Your objective: Reproduce the part of the listing that opens with the line containing "Instruction set for this micro-task: find green" and closes with the line containing "[504,138,553,185]", switching "tight rectangle" to "snug rectangle" and leaving everything else unchanged.

Records shown:

___

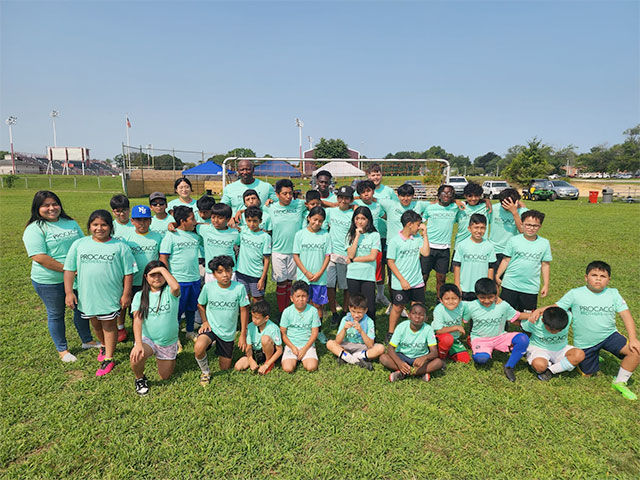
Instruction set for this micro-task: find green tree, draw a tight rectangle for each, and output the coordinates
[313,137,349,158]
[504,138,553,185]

___

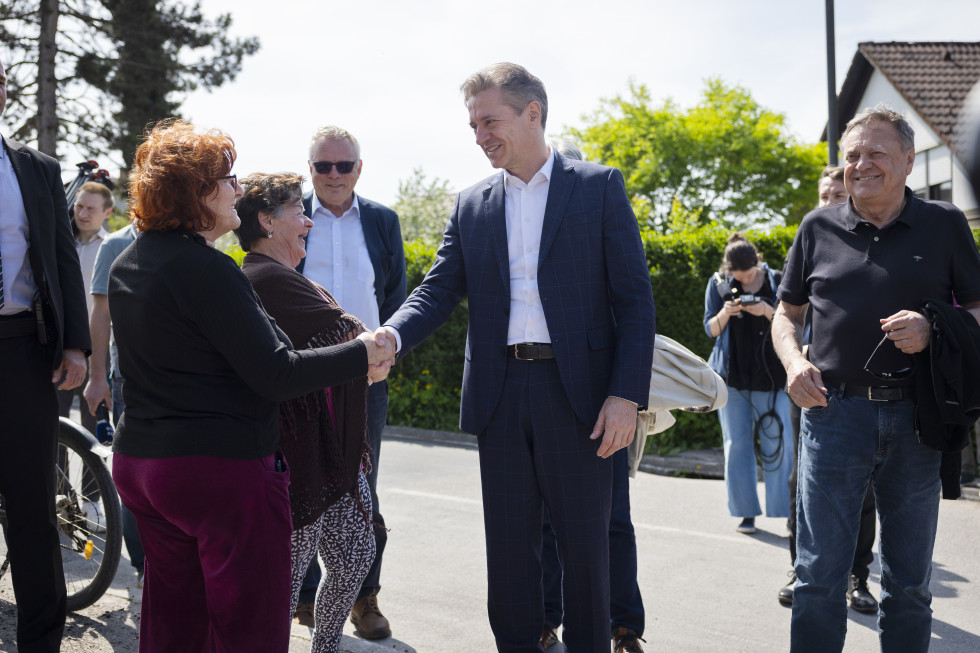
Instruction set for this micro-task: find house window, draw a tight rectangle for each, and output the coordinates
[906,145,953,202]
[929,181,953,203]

___

Finished answer:
Instruction set for this micro-task: find green tree, draw a snug rectangle for each, and output the coordinates
[313,137,349,158]
[504,138,553,185]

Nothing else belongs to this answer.